*RECORDED DATA*:

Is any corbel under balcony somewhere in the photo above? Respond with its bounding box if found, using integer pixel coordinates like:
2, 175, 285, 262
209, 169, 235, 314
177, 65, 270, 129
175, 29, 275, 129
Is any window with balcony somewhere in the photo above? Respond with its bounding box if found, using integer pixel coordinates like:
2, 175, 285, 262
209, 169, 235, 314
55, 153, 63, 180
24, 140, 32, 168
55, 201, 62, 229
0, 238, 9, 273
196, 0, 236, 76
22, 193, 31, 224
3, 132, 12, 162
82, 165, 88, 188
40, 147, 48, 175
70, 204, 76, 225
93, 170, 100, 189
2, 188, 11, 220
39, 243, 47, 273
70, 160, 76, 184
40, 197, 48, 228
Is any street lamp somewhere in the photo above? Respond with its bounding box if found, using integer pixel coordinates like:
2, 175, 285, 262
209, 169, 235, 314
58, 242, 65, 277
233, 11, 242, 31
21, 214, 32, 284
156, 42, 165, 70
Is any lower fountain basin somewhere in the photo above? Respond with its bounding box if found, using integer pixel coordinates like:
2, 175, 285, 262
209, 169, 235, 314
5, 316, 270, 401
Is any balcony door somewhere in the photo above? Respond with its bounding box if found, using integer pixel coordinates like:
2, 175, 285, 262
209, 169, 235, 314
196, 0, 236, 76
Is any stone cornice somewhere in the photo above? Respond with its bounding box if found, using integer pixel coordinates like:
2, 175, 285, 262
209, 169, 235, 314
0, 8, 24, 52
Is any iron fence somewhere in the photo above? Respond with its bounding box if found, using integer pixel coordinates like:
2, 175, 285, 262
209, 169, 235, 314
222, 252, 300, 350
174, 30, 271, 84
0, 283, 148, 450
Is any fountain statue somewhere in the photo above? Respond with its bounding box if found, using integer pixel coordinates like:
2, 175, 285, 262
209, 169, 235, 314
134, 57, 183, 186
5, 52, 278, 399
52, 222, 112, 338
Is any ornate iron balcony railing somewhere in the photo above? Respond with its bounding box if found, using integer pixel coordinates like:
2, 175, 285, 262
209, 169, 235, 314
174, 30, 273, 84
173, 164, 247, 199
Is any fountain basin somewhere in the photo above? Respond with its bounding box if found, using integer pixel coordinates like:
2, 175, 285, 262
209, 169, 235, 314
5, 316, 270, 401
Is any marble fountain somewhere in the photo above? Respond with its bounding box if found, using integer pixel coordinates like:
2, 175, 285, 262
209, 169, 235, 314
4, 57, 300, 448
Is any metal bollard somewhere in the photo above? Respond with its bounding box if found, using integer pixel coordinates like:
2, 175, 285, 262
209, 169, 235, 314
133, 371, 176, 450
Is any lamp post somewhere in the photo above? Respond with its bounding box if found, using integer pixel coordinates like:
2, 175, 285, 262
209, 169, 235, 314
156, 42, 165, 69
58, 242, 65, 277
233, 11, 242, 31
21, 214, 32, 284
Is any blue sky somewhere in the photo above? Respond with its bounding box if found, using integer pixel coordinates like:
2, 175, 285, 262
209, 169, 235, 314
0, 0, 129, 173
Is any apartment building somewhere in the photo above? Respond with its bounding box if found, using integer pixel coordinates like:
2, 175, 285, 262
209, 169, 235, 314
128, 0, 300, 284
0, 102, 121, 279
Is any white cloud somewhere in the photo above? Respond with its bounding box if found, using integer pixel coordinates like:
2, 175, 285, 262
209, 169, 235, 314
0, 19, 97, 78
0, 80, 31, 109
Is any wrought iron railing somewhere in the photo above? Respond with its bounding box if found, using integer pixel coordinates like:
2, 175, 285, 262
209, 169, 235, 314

*THE TASK*: Please recast all of the items above as a numbered list, leaving out blank lines.

*ANSWER BELOW*:
1. Is any corbel under balcony somewhere in the photo above? Respond with its bounding box if found, using integer pixel coordinates like:
2. 2, 175, 285, 262
3. 209, 169, 235, 314
4. 177, 65, 270, 129
5. 175, 29, 275, 129
6. Is any window with balcony somewhere in the photo above? Respond with its bounding box if found, using integer pixel coordinates like:
7. 2, 175, 285, 262
8. 209, 169, 235, 314
9. 55, 153, 63, 180
10. 24, 140, 32, 168
11. 55, 201, 62, 229
12. 0, 238, 9, 273
13. 196, 0, 236, 76
14. 22, 193, 31, 224
15. 3, 132, 12, 162
16. 82, 165, 88, 188
17. 40, 147, 48, 175
18. 70, 204, 76, 225
19. 93, 170, 100, 189
20. 2, 188, 11, 220
21. 39, 243, 47, 273
22. 70, 160, 76, 184
23. 40, 197, 48, 228
24. Is any street lamp somewhere in the photo above? Respond with its bounding box if found, using integer pixel coordinates like:
25. 2, 175, 285, 262
26. 209, 169, 235, 314
27. 58, 242, 65, 277
28. 233, 11, 242, 31
29. 21, 214, 32, 284
30. 156, 42, 165, 70
31. Is any lower fountain basin somewhere in the photo above? Respond with its bounding box if found, using integer pixel coordinates like:
32. 2, 175, 285, 262
33. 209, 169, 235, 314
34. 5, 316, 270, 401
35. Is any balcony door somewhere in the photo above? Respond with its bounding box if found, using integer pixel coordinates like:
36. 2, 175, 285, 262
37. 209, 169, 235, 314
38. 196, 0, 236, 76
39. Is any stone cornice somewhere in the photo above? Respond with its bounding box if found, using integer pixel coordinates like:
40. 2, 175, 285, 262
41. 209, 169, 235, 314
42. 0, 8, 24, 52
43. Is any iron fence somewhere in the photo above? Respond with its bounding box if found, using integer pixel coordinates like:
44. 2, 175, 285, 262
45. 209, 169, 235, 314
46. 222, 252, 300, 350
47. 174, 30, 271, 84
48. 0, 283, 148, 450
49. Is any fountain statue somewhere in the photo above? Respond with its bounding box if found, using integer pixel coordinates like:
50. 2, 175, 285, 262
51. 209, 169, 235, 314
52. 134, 57, 183, 186
53. 5, 52, 278, 399
54. 52, 222, 112, 338
55. Is any ornate iron balcony railing somewhere in the photo above? Respond with its bounding box if found, using integer pixel coordinates like:
56. 2, 175, 285, 262
57. 209, 169, 235, 314
58. 174, 30, 273, 84
59. 173, 164, 247, 199
60. Is any fountain basin somewhere in the photo above? Respond with its bounding box if found, using integer pixel coordinates like:
61. 2, 175, 285, 262
62. 209, 169, 235, 314
63. 5, 316, 270, 401
64. Is any marble fountain somewhere in the photo above? Respond with its bounding box if found, using integer pixel coordinates like:
65. 2, 175, 285, 262
66. 209, 169, 235, 314
67. 4, 57, 300, 448
68. Is any metal bollard somewhere in the photo above? Respond with its bounding box if found, using integer pixel coordinates like:
69. 2, 175, 285, 262
70. 209, 169, 235, 314
71. 133, 371, 176, 450
72. Is any lamp post somewhere in the photo above? Respond with its bounding box if found, using integer pixel coordinates like:
73. 2, 175, 285, 262
74. 209, 169, 235, 314
75. 156, 42, 165, 69
76. 58, 242, 65, 277
77. 233, 11, 242, 31
78. 21, 214, 32, 284
79. Is any blue sky somewhere in the photo above? Respond with its bounding box if found, using integer pixel coordinates like:
80. 2, 175, 285, 262
81. 209, 169, 235, 314
82. 0, 0, 129, 173
83. Is any apartment building somewhere in the photo above? Respond with its bounding box if found, using integer pixel coordinates like:
84. 2, 175, 285, 262
85. 209, 169, 235, 314
86. 128, 0, 300, 284
87. 0, 102, 121, 279
88. Is any white cloud somewhere in the photo above? Respond with its bounding box if found, using integer pixel coordinates like:
89. 2, 175, 285, 262
90. 209, 169, 235, 314
91. 0, 19, 97, 78
92. 0, 80, 31, 109
93. Is any wrought iron railing somewhere in the photo above? Respond with its bounding box if found, using integer pixel coordinates like:
94. 2, 175, 285, 262
95. 209, 169, 235, 314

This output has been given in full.